Text:
[On-demand webinar] Vibrational spectroscopies constitute a diverse set of techniques that can provide valuable information about the structure and behaviour of any biological molecule under a wide range of experimental conditions. As such, the family of Raman and infrared spectroscopies are making significant impact in biology both for research and for applications in detection, characterisation and imaging.
This talk presents a survey of work performed in our lab using Raman scattering, ATR-FTIR and Raman optical activity, which is a chirally sensitive form of Raman.
A number of examples will be discussed in order to highlight the detailed structural insights about structure, organisation and dynamics that can be obtained; including:
- i) quantitative analysis of protein higher order structure from bioinformatics analyses of spectra,
- ii) investigations of protein conformational changes in relation to aggregation and amyloid fibrils,
- iii) probing viral protein and encapsidated RNA structure,
- iv) studies on the role of carbohydrate structure in controlling glycoprotein and polysaccharide organisation and function.
Dr Ewan Blanch obtained a PhD in Physical Chemistry from the University of New England in Australia in 1996 and then learned about Raman optical activity at the University of Glasgow with Prof. Laurence Barron. In 2003 he started his own group at UMIST, which soon merged to become the University of Manchester, where he is a Reader in the Faculty of Life Sciences and his group is based in the Manchester Institute of Biotechnology (MIB). Our research is very multidisciplinary and collaborative and involves a strong emphasis on technique development as well as application to a wide range of biological problems.

Task brief:
Retype the webinar description word for word, everything from "This talk presents" down to "organisation and function.".

Record excerpts:
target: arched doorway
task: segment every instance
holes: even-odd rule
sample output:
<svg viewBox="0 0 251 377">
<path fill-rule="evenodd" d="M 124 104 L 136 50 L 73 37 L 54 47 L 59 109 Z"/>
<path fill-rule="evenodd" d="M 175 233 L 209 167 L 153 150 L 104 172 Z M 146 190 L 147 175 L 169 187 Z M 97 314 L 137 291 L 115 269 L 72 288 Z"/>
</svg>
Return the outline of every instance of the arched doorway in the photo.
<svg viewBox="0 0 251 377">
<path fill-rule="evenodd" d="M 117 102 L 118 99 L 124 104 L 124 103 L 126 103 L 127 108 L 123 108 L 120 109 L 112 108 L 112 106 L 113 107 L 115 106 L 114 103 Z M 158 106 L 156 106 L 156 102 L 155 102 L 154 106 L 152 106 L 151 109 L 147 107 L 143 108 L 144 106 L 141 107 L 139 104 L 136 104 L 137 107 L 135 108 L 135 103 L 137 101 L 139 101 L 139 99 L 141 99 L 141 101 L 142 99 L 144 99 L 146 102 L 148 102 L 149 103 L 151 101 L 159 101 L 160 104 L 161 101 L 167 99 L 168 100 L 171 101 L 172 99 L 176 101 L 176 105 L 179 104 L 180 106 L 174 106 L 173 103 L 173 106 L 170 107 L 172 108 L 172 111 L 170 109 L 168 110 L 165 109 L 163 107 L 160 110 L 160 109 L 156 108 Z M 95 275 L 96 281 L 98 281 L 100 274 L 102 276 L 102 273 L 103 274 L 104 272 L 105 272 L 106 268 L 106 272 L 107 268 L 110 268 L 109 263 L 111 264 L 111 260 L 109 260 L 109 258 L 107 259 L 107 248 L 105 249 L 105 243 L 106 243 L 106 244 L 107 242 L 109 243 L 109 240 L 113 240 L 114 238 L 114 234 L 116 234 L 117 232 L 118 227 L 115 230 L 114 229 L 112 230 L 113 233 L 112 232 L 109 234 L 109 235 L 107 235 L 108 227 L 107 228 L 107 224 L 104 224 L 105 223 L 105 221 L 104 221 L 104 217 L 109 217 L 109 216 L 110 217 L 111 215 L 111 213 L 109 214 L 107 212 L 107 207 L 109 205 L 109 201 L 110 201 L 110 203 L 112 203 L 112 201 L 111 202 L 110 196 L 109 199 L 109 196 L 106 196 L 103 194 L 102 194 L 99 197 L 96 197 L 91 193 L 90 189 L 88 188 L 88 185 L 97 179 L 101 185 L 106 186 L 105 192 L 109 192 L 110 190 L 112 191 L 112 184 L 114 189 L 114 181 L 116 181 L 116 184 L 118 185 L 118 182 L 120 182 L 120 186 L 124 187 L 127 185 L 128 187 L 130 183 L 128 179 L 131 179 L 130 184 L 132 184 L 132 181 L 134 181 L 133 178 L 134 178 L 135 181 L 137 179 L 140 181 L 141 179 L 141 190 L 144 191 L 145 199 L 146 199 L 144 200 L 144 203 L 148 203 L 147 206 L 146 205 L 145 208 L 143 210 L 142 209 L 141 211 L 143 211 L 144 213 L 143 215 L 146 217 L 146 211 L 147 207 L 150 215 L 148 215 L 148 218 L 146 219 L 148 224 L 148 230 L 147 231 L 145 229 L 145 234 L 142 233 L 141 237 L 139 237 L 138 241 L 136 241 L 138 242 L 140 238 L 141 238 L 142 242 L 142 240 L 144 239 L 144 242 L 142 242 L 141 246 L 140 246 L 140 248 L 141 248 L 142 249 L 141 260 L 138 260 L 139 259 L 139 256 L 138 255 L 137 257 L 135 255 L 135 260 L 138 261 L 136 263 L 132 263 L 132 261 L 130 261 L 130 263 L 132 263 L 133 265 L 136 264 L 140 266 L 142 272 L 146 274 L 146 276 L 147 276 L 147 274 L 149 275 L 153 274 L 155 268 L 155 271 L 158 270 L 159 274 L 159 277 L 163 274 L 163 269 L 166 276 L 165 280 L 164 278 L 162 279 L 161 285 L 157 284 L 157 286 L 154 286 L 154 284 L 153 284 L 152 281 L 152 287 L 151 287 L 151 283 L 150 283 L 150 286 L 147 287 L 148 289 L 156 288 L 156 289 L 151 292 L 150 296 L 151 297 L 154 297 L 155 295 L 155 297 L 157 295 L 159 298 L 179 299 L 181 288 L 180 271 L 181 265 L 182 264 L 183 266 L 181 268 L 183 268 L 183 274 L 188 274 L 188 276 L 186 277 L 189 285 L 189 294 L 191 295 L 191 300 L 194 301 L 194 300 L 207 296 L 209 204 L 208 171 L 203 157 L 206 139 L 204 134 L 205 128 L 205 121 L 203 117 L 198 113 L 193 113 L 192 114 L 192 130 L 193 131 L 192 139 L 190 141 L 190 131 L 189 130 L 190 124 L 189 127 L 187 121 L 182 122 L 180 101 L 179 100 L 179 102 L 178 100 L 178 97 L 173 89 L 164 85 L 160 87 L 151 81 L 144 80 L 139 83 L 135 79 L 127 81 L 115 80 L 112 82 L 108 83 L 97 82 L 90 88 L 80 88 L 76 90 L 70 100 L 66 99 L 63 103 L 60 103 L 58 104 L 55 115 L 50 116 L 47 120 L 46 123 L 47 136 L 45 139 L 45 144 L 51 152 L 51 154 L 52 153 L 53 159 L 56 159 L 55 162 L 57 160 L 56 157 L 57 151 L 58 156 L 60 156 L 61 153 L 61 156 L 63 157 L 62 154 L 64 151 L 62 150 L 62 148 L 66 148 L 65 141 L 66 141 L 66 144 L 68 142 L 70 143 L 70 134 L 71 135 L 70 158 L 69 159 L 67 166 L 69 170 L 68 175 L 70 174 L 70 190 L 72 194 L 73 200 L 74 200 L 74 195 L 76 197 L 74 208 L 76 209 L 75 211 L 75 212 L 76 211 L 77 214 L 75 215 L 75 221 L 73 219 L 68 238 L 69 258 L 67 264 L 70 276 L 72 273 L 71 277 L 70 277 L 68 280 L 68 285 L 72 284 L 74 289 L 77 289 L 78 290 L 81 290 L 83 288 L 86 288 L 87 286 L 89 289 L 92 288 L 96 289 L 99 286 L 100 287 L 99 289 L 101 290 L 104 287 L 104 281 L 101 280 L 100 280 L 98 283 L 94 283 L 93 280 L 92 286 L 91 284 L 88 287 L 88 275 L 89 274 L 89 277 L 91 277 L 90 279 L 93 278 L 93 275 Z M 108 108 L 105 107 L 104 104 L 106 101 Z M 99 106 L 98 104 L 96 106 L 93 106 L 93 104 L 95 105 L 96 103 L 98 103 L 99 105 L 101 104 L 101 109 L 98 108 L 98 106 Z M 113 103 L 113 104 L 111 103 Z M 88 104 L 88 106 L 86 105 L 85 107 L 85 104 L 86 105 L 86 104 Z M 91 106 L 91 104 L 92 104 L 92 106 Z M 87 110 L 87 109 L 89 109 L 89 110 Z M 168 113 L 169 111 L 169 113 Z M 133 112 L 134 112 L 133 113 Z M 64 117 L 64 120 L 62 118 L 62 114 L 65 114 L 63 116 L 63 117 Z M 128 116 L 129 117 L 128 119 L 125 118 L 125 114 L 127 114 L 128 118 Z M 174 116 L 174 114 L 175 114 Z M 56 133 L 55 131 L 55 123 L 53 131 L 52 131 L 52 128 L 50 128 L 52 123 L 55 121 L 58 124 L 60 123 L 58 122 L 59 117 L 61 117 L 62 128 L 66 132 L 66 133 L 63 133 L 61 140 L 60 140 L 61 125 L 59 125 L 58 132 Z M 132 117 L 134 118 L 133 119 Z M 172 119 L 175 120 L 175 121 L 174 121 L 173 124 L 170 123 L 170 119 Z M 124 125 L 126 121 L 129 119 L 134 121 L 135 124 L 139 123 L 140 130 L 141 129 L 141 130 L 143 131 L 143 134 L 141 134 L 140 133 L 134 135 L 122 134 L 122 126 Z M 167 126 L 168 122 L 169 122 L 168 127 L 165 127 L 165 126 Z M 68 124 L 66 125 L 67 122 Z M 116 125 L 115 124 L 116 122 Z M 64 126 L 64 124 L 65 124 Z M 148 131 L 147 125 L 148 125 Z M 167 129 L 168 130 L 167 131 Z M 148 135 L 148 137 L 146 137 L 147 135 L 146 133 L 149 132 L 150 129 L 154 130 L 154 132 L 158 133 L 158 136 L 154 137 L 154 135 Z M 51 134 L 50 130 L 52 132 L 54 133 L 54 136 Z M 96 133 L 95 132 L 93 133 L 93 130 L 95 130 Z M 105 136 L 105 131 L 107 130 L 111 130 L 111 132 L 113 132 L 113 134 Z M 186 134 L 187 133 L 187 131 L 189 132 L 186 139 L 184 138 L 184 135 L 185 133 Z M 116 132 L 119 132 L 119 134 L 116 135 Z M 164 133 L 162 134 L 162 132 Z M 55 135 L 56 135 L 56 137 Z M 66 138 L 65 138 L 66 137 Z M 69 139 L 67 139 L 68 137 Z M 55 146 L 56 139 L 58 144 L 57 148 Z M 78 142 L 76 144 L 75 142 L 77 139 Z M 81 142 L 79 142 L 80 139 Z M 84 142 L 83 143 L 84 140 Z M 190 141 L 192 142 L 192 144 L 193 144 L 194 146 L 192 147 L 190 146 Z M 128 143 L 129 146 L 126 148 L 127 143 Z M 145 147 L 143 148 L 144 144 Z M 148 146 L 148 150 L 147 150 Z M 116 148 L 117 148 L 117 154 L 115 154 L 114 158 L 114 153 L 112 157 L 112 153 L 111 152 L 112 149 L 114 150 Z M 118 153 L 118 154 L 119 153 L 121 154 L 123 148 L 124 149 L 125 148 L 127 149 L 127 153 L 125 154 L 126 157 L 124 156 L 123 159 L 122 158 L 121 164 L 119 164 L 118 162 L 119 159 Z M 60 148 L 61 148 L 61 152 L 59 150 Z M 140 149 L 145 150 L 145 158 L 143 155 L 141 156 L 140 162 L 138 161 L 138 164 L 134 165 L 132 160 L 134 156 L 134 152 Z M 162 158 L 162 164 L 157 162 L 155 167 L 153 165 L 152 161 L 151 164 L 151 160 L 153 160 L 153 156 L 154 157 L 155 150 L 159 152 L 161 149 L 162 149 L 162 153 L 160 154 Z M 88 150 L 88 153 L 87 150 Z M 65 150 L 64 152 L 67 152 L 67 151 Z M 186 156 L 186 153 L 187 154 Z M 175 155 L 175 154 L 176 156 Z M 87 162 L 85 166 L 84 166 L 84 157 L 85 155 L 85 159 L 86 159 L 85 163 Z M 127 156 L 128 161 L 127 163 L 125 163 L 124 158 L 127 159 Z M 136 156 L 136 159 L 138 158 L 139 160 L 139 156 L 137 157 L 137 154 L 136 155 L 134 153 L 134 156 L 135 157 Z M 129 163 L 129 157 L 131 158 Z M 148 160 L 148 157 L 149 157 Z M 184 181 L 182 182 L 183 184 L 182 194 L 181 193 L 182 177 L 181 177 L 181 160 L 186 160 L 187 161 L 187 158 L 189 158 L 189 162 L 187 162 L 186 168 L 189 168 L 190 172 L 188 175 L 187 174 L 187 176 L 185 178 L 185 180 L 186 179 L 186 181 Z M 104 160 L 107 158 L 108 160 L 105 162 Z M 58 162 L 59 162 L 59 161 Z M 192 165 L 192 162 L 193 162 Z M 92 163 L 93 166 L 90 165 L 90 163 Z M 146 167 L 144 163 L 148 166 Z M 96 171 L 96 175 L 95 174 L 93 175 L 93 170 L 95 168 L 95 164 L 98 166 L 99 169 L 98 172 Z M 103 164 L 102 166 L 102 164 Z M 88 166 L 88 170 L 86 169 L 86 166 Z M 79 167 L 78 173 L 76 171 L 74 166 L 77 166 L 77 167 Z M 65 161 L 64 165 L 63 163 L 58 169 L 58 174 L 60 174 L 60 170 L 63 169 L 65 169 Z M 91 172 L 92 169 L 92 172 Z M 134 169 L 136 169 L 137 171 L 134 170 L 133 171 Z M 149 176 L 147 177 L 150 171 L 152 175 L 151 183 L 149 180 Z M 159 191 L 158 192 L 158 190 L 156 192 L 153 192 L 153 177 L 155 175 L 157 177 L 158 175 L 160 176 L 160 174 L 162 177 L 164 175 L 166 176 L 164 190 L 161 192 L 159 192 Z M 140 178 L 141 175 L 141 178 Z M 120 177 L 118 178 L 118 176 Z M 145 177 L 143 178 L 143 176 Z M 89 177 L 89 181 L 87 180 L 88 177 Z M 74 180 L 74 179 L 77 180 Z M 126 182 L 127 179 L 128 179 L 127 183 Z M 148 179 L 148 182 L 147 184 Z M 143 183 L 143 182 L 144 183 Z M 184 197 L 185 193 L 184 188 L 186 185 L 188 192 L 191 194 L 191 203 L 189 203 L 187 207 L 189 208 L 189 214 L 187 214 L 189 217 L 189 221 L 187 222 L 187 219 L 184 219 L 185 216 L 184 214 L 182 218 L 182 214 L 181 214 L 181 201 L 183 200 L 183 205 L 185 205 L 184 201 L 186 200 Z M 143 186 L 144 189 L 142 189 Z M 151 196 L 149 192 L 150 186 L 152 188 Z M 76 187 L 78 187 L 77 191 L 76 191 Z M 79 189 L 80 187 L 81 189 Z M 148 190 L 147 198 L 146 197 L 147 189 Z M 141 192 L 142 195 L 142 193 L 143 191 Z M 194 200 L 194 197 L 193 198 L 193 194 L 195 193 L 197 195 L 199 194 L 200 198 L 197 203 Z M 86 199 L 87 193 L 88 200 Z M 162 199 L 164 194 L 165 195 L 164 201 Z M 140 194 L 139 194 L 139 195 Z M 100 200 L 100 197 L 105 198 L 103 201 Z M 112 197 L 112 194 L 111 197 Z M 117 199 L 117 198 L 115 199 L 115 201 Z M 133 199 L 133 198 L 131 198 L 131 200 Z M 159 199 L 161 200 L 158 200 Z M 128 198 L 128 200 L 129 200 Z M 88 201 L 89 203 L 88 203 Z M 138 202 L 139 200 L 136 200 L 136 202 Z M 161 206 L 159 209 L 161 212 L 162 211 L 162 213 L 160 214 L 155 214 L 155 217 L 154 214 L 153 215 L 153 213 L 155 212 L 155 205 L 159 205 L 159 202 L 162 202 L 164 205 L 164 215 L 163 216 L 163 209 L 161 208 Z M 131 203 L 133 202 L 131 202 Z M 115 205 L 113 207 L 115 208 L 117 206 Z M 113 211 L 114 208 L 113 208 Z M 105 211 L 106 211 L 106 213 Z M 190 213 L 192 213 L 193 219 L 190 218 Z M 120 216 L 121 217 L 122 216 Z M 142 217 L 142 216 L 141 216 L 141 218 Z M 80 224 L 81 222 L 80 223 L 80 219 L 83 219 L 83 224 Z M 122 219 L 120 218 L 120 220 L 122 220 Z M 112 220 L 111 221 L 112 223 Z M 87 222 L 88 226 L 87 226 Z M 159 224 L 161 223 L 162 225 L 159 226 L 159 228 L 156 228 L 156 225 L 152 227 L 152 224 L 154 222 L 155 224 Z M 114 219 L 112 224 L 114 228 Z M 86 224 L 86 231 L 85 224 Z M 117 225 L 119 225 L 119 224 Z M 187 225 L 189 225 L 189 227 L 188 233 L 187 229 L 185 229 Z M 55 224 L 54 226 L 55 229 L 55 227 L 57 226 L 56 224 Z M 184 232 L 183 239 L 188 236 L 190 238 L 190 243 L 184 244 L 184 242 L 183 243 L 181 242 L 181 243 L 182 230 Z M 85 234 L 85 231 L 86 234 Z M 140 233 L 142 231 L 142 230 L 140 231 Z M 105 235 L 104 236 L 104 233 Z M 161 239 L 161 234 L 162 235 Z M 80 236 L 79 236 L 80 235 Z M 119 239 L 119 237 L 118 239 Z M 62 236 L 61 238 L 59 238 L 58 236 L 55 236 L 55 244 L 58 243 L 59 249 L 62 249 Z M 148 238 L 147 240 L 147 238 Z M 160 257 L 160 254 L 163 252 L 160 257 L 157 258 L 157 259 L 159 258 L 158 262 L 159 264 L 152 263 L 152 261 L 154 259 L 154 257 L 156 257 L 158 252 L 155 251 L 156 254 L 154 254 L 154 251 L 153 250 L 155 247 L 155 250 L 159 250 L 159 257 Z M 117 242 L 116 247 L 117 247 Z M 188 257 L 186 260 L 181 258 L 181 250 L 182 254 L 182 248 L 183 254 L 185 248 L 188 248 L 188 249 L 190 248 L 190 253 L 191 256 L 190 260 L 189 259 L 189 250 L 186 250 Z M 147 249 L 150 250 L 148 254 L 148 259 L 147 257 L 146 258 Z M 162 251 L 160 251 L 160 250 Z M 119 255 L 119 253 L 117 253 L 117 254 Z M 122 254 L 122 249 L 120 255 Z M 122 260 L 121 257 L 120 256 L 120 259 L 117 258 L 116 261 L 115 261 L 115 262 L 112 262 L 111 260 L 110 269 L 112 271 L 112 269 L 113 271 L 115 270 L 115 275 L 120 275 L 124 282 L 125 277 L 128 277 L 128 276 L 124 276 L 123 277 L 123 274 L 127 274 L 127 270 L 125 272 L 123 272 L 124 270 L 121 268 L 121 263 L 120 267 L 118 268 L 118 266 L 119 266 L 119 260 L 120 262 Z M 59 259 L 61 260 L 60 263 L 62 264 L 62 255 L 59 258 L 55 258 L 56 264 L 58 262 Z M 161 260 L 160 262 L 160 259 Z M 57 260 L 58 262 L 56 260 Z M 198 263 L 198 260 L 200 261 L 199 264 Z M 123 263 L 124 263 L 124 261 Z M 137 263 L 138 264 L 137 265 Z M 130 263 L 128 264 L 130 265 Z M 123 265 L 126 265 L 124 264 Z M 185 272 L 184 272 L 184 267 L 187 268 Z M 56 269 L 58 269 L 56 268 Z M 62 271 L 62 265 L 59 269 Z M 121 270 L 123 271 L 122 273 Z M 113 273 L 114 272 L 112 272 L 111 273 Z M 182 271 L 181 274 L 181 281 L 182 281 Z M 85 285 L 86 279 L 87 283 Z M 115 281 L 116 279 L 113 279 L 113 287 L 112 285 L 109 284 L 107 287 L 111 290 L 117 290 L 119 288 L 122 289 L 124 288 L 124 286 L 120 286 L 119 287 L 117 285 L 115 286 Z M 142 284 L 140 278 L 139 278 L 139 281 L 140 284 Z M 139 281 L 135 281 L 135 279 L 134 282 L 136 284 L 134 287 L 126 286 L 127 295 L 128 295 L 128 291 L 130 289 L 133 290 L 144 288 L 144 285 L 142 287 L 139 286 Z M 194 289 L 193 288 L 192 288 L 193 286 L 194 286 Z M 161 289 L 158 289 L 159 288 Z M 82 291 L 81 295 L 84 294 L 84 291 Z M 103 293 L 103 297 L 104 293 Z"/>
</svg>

Answer for the task:
This talk presents a survey of work performed in our lab using Raman scattering, ATR-FTIR and Raman optical activity, which is a chirally sensitive form of Raman.
A number of examples will be discussed in order to highlight the detailed structural insights about structure, organisation and dynamics that can be obtained; including:
- i) quantitative analysis of protein higher order structure from bioinformatics analyses of spectra,
- ii) investigations of protein conformational changes in relation to aggregation and amyloid fibrils,
- iii) probing viral protein and encapsidated RNA structure,
- iv) studies on the role of carbohydrate structure in controlling glycoprotein and polysaccharide organisation and function.